* [EXCERPT TO READ]:
------------------------
Consumers turning to the new marketplaces created by the Affordable Care Act will find health insurance plans organized by "metal" tiers -- bronze, silver, gold and platinum -- that signal a new era of comparison shopping.
The system, which also includes a "catastrophic" tier, will help consumers "make rational comparisons" when choosing the insurance option that best suits their health and budget needs, says Michael Miller, director of strategic policy for Community Catalyst. "For a lot of people, the process of choosing a health plan has been more of a crapshoot than an analysis. Now they'll have more information."
Millions of Americans are expected to gain coverage through the state-based marketplaces, also known as "exchanges," that will begin selling policies in October with coverage effective Jan. 1, 2014. Most U.S. citizens who can afford coverage must purchase insurance or pay a penalty beginning in 2014. People with low and moderate incomes qualify for tax credits and subsidies to help cover the cost of plans sold in these marketplaces.
"The metal tiers provide consumers with a standard measurement so they can easily compare and understand which plans will offer more comprehensive coverage and cover a greater portion of their health care costs," says Lydia Mitts, a health policy analyst at Families USA.
Each category is assigned an "actuarial value," a term that which refers to the share of health care expenses the plan will cover, on average. "Bronze plans are less generous, meaning you'll pay more out of pocket. Platinum plans are more generous. They have a higher premium, but lower out of pocket costs," says JoAnn Volk, a senior research fellow at Georgetown University's Center on Health Insurance Reforms. Bronze plans in the state marketplaces, for example, will cover 60 percent of costs, on average, while platinum plans will cover 90 percent of health care costs.
------------------------
* [RECORDED DATA]:
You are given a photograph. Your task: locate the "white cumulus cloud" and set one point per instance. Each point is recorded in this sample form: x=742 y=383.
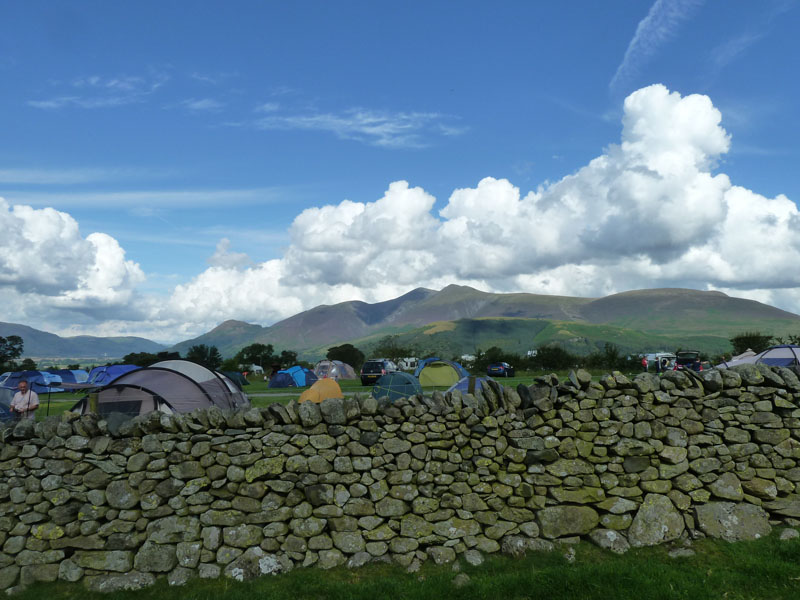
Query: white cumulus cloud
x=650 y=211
------------------------
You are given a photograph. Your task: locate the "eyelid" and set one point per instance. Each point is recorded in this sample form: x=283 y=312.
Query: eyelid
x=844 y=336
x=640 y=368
------------------------
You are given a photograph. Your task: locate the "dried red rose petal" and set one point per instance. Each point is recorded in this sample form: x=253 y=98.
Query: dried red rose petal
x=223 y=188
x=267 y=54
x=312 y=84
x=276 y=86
------------------------
* [ACTION ITEM A]:
Answer these questions about the article on health insurance metal tiers:
(i) In what month will the marketplaces begin selling policies?
(ii) Where does Lydia Mitts work as a health policy analyst?
(iii) On average, what share of health care costs will platinum plans cover?
* [ACTION ITEM B]:
Pick up the article on health insurance metal tiers after its final sentence and keep writing it.

* [WRITTEN ANSWER A]:
(i) October
(ii) Families USA
(iii) 90 percent

* [WRITTEN ANSWER B]:
While every case is different, here are some factors to consider when reviewing tiers and plans:
All plans will offer essential health benefits
Although the marketplaces will vary from state to state, all new health insurance policies sold in the individual and small group markets must provide a minimum level of coverage known as "essential health benefits" in 10 categories. These include prevention and wellness, ambulatory (outpatient) care, laboratory services, emergency care, hospitalization, maternity and newborn care, pediatric care (medical, dental and vision), mental health and substance use disorder services, prescription medications, rehabilitation and habilitation. "Consumers can shop with confidence knowing that all the plans have a comparable floor of benefits," says Mitts.
Look at your total estimated cost of care
Gerald Kominski, director of the UCLA Center for Health Policy Research, urges consumers to calculate their estimated total health care costs for the year. "In the past, people focused almost exclusively on the premium," he said. "But to make an informed choice, you also need to focus on your out-of-pocket liability. People are going to make trade offs. Maybe the plan that is right for you requires a higher monthly premium, but has lower out of pocket expenses."
Carefully review the network of providers
Check out the network of doctors and hospitals available in each of the tiers to ensure that you have access to the resources you need, especially if you are tackling a chronic condition (such as asthma, diabetes, high blood pressure, or congestive heart failure) that involves a variety of specialists, says Volk. Typically, plans with higher premiums, such as those found in the platinum and gold tiers, will have a broader network. You may need to decide between "access and budget," says Miller, when choosing a provider network.